§ **What you should do**:
Write out the records again, exactly, leaving none out.

§ **Exercise material**:
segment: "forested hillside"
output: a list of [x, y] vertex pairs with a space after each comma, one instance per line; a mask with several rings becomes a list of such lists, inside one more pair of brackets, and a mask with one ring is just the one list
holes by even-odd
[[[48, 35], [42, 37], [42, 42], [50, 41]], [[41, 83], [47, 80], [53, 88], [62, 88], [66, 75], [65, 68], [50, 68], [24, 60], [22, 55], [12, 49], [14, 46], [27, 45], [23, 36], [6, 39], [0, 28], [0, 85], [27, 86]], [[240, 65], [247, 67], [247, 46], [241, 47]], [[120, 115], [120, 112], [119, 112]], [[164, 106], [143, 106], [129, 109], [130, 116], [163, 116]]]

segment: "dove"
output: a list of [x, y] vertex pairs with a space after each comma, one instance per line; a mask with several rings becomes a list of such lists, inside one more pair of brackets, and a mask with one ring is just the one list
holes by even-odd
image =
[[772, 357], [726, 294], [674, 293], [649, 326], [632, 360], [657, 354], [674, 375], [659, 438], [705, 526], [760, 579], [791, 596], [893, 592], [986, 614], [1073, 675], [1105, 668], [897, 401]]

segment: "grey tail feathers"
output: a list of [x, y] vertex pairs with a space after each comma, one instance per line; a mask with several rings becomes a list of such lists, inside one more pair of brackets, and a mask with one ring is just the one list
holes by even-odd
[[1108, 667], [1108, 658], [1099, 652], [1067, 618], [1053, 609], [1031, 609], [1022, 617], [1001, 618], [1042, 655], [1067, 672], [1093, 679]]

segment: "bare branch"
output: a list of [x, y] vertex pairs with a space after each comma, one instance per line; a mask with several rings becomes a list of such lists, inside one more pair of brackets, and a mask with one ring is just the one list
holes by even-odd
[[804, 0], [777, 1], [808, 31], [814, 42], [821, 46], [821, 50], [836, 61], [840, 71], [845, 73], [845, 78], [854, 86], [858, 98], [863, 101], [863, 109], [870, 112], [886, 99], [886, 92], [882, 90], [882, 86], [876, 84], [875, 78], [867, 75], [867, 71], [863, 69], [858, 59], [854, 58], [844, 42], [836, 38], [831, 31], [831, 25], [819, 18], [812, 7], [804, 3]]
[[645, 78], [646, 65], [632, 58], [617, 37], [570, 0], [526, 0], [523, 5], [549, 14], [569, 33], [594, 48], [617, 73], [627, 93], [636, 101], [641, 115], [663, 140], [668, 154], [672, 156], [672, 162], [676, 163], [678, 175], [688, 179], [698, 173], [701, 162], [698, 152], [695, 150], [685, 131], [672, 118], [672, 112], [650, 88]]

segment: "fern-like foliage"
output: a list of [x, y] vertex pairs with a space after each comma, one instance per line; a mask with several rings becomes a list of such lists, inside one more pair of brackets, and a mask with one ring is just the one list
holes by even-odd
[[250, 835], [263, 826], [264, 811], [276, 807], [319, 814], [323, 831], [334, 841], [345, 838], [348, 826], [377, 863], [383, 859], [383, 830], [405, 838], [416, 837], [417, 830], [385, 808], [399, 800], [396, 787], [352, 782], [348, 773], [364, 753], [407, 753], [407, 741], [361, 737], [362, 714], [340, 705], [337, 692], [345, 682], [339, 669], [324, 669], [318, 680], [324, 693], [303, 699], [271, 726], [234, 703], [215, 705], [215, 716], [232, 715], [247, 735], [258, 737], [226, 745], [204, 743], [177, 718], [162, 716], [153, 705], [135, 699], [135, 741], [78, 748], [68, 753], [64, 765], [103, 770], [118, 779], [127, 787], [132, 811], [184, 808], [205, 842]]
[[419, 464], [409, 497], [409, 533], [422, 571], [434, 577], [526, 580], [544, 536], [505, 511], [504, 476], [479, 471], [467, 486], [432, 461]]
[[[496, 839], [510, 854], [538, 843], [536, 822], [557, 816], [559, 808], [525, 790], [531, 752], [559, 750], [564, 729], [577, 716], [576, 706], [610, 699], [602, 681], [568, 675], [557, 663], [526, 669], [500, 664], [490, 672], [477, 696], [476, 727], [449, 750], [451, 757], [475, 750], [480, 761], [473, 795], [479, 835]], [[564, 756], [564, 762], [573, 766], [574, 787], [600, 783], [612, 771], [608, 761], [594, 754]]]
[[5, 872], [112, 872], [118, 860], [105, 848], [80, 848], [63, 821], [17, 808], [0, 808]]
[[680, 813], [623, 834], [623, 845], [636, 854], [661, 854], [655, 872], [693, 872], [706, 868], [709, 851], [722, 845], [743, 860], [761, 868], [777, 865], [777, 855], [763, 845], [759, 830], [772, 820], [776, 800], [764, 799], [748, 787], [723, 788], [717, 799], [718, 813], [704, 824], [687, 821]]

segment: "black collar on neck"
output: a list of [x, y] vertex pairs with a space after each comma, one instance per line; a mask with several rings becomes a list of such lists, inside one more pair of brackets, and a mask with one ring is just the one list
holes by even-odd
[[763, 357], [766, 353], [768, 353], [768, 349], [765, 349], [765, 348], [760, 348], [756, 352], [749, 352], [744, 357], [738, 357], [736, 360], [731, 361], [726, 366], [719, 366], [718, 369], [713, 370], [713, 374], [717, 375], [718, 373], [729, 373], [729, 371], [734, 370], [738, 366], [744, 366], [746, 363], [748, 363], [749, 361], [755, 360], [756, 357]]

§ **Response**:
segment: "forested hillside"
output: a list of [x, y] vertex pairs with a space after each comma, one instance per line; a mask with several rings becomes a list of such lists, inside one more pair of brackets, and a mask with one ring is just the one list
holes by even-odd
[[[48, 35], [42, 37], [42, 42], [50, 41]], [[41, 83], [47, 80], [53, 88], [62, 88], [66, 75], [65, 68], [50, 68], [24, 60], [22, 55], [12, 49], [14, 46], [27, 45], [23, 36], [6, 39], [0, 28], [0, 85], [27, 86]], [[240, 65], [247, 67], [247, 46], [241, 47]], [[120, 115], [120, 112], [119, 112]], [[164, 106], [143, 106], [129, 109], [130, 116], [163, 116]]]

segment: "dove"
output: a list of [x, y] vertex pairs with a space after each comma, one instance per line; a mask with several rings becomes a list of such lists, inside one more pair of brackets, and a mask with one ring is just the one list
holes by even-odd
image =
[[772, 357], [726, 294], [674, 293], [649, 326], [632, 360], [657, 354], [674, 375], [659, 438], [705, 526], [760, 579], [791, 596], [893, 592], [986, 614], [1073, 675], [1105, 668], [897, 401]]

segment: "grey tail feathers"
output: a list of [x, y] vertex pairs with a space after each comma, one instance per line; a mask with several rings becomes a list of such lists, inside one more pair of brackets, and a mask with one ring is just the one list
holes by even-odd
[[1108, 667], [1108, 658], [1099, 652], [1067, 618], [1053, 609], [1031, 609], [1022, 617], [1001, 618], [1042, 655], [1067, 672], [1093, 679]]

segment: "bare branch"
output: a list of [x, y] vertex pairs with a space after each comma, one instance per line; a mask with several rings becomes a list of such lists, inside one more pair of brackets, and a mask with one ring is just the one list
holes by even-odd
[[804, 0], [777, 1], [808, 31], [814, 42], [821, 46], [821, 50], [836, 61], [840, 71], [845, 73], [845, 78], [854, 86], [858, 98], [863, 101], [863, 109], [870, 112], [886, 99], [886, 92], [882, 90], [882, 86], [876, 84], [875, 78], [867, 75], [867, 71], [863, 69], [858, 59], [854, 58], [844, 42], [836, 38], [831, 31], [831, 25], [819, 18], [812, 7], [804, 3]]
[[645, 78], [646, 65], [632, 58], [617, 37], [570, 0], [526, 0], [523, 5], [549, 14], [569, 33], [594, 48], [617, 73], [627, 93], [636, 101], [641, 115], [663, 140], [668, 154], [672, 156], [672, 162], [676, 163], [678, 175], [688, 179], [698, 173], [701, 162], [698, 152], [695, 150], [685, 131], [672, 118], [672, 112], [650, 88]]

segment: "fern-like foliage"
output: a list of [x, y] vertex pairs with a space after each comma, one instance per line; a mask with several rings becomes a list of such lists, inside one more pair of brackets, and a mask with one ring is just the one list
holes by even-odd
[[250, 835], [263, 826], [264, 811], [276, 807], [319, 814], [323, 831], [334, 841], [345, 838], [348, 826], [377, 863], [383, 859], [383, 830], [405, 838], [416, 837], [417, 830], [385, 808], [399, 800], [396, 787], [352, 782], [348, 773], [364, 753], [407, 753], [407, 741], [361, 737], [362, 714], [340, 705], [337, 692], [345, 682], [339, 669], [324, 669], [318, 680], [324, 693], [303, 699], [271, 726], [234, 703], [215, 705], [215, 716], [232, 715], [247, 735], [258, 737], [226, 745], [204, 743], [177, 718], [162, 716], [153, 705], [135, 699], [135, 741], [78, 748], [68, 753], [64, 765], [103, 770], [118, 779], [127, 787], [132, 811], [184, 808], [205, 842]]
[[419, 464], [409, 497], [409, 533], [422, 571], [434, 577], [526, 580], [544, 536], [505, 511], [504, 476], [479, 471], [467, 486], [432, 461]]
[[[496, 839], [510, 854], [538, 843], [536, 822], [557, 816], [559, 808], [525, 790], [531, 752], [559, 750], [564, 729], [577, 716], [576, 706], [610, 699], [602, 681], [568, 675], [557, 663], [526, 669], [500, 664], [490, 672], [477, 696], [476, 727], [449, 750], [451, 757], [475, 750], [480, 761], [473, 795], [479, 835]], [[564, 756], [564, 762], [573, 766], [574, 787], [600, 783], [612, 771], [608, 761], [594, 754]]]
[[5, 872], [112, 872], [118, 860], [105, 848], [80, 848], [63, 821], [17, 808], [0, 808]]
[[680, 813], [623, 834], [623, 845], [636, 854], [661, 854], [655, 872], [693, 872], [706, 868], [709, 851], [722, 845], [743, 860], [761, 868], [777, 865], [777, 855], [763, 845], [759, 830], [772, 820], [776, 800], [764, 799], [748, 787], [723, 788], [717, 799], [718, 813], [704, 824], [687, 821]]

segment: "black collar on neck"
output: a list of [x, y] vertex pairs with a space after each comma, one instance per line; a mask with several rings becomes a list of such lists, inside one more pair of brackets, and a mask with one ring is just the one list
holes by even-odd
[[763, 357], [766, 353], [768, 353], [768, 349], [765, 349], [765, 348], [760, 348], [756, 352], [749, 352], [744, 357], [738, 357], [736, 360], [731, 361], [726, 366], [719, 366], [718, 369], [713, 370], [713, 374], [717, 375], [718, 373], [729, 373], [729, 371], [734, 370], [738, 366], [744, 366], [746, 363], [748, 363], [749, 361], [755, 360], [756, 357]]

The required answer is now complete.